▶ EXERCISE BRIEF
The expected response is the entire set of entries, copied exactly.
______
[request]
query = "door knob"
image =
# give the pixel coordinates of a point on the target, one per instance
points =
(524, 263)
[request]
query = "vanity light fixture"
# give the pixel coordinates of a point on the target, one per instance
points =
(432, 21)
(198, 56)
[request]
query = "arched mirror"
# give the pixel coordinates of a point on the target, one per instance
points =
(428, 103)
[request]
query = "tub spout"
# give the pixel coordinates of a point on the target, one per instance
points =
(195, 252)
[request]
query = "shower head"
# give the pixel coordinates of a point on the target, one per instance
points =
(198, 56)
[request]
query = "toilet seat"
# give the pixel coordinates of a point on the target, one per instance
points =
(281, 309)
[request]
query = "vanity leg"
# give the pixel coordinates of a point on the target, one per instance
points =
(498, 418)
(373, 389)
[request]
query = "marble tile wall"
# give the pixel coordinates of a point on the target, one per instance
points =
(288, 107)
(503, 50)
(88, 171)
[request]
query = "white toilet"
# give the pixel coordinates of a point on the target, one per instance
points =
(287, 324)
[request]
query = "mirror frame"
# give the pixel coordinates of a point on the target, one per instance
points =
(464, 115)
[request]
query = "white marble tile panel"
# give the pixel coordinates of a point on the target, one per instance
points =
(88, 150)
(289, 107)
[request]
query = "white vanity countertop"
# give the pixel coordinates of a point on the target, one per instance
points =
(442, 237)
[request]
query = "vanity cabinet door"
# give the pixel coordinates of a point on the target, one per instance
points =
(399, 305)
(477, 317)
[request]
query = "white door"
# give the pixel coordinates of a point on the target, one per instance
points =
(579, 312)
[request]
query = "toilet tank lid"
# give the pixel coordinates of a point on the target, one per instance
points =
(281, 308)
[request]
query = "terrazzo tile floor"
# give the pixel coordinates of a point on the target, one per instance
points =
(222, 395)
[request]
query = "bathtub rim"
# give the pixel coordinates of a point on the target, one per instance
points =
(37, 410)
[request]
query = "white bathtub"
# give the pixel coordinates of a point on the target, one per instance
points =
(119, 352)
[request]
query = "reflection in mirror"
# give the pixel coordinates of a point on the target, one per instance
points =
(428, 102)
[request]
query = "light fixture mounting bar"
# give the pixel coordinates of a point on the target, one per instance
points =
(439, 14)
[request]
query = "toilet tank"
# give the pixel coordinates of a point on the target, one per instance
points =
______
▶ PROBLEM SOLUTION
[request]
query = "door knob"
image =
# give the pixel coordinates of a point on the target, one per instance
points =
(524, 263)
[request]
query = "vanity light fixture"
# give the pixel coordinates of a point on the target, one per instance
points =
(432, 21)
(198, 56)
[request]
query = "arched mirror"
# give the pixel coordinates of a point on the target, one per instance
points =
(428, 103)
[request]
query = "tub spout"
# give the pixel coordinates of a point on the target, one per instance
points =
(195, 252)
[request]
query = "shower head"
# give the pixel coordinates of a point on the target, one per instance
points =
(198, 56)
[request]
query = "toilet seat"
# give the pixel coordinates of a point on the target, one per instance
points =
(281, 309)
[request]
query = "vanity leg"
# give the pixel coordinates of a point on the target, one per instance
points =
(498, 418)
(373, 389)
[request]
query = "marble tile wall"
# give the pixel coordinates of a point on the target, one per instance
points =
(288, 107)
(503, 50)
(88, 171)
[request]
query = "white toilet"
# give the pixel coordinates of a point on the target, one per instance
points =
(287, 324)
[request]
query = "mirror frame"
# give the pixel coordinates of a point on the target, one per instance
points =
(464, 115)
[request]
query = "white marble tile panel"
# give the pixel coordinates of a point on the target, one per instance
points =
(88, 150)
(289, 107)
[request]
query = "white vanity countertop"
# give the pixel coordinates of a point on the target, one per instance
points =
(442, 237)
[request]
query = "vanity cabinet door"
# give the pixel coordinates of a point on the target, one per instance
points =
(399, 305)
(477, 317)
[request]
query = "white door"
# give the pixel coordinates of a point on the target, one per instance
points =
(579, 312)
[request]
query = "toilet tank lid"
# give the pixel coordinates of a point on the target, one per instance
points =
(281, 308)
[request]
query = "terrazzo tile floor"
# give the pixel coordinates of a point on the target, one per instance
points =
(222, 395)
[request]
query = "bathtub rim"
# give the pixel coordinates of a point on the target, one per instance
points =
(37, 410)
[request]
query = "white bathtub"
# give the pixel coordinates of a point on the target, one per instance
points =
(119, 352)
[request]
query = "reflection in mirror"
# give the pixel coordinates of a point on the target, one per instance
points =
(428, 102)
[request]
query = "light fixture mounting bar"
# give the pixel coordinates of a point on the target, one per instance
points =
(439, 14)
[request]
query = "toilet tank"
# give the pixel coordinates of a point on the target, one per instance
points =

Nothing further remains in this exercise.